Excerpted passage below:

Tuesday, April 20, 2010

Unconstrained mining of transcript data reveals increased alternative splicing complexity in the human transcriptome

Unconstrained mining of transcript data reveals increased alternative splicing complexity in the human transcriptome
I. G. Mollet1,*, Claudia Ben-Dov2, Daniel Felício-Silva1, A. R. Grosso1, Pedro Eleutério1, Ruben Alves1, Ray Staller3, Tito Santos Silva4 and Maria Carmo-Fonseca1

1Instituto de Medicina Molecular, Faculdade de Medicina, Universidade de Lisboa, Av. Prof. Egas Moniz, 1649-028 Lisbon, Portugal, 2CRG-Centre de Regulació Genómica, Barcelona, Spain, 3Independent Senior Consultant on Statistics & Mathematics, Amsterdam, the Netherlands and 4Faculdade de Engenharia, Universidade Católica Portuguesa, Lisbon, Portugal

*To whom correspondence should be addressed. Tel: ; Fax: +46(0)40-391222; Email: ines.mollet@med.lu.se; inesmollet@yahoo.com

Received November 17, 2009. Revised February 22, 2010. Accepted March 9, 2010.

End of Excerpted passage.
Supplied information below:

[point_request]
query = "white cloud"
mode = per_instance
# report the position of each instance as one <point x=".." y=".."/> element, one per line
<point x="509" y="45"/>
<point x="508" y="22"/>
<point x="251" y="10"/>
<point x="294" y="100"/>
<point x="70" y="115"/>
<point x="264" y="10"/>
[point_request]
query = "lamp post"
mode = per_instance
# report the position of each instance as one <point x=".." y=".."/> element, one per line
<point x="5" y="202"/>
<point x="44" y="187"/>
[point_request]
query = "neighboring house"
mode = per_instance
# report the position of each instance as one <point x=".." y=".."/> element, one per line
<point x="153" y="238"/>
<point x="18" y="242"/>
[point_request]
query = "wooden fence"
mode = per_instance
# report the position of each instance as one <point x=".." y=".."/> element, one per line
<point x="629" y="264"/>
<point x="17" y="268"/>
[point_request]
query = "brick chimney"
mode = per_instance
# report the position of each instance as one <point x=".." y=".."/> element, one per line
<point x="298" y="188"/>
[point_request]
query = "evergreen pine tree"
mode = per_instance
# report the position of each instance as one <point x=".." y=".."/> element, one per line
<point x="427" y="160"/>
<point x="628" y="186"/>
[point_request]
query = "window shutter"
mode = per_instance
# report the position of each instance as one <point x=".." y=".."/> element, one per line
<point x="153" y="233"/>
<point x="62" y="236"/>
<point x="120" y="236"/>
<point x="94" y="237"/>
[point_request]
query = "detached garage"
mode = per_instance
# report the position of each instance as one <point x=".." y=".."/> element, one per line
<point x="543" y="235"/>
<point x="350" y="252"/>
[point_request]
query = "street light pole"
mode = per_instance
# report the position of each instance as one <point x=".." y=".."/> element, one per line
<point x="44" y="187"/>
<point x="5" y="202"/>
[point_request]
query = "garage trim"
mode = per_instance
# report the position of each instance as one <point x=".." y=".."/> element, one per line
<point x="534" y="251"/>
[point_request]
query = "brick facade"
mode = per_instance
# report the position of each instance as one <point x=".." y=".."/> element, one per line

End of Supplied information.

=== Exercise brief ===
According to the paper header, on what date was the article accepted?

=== Response for this exercise ===
March 9, 2010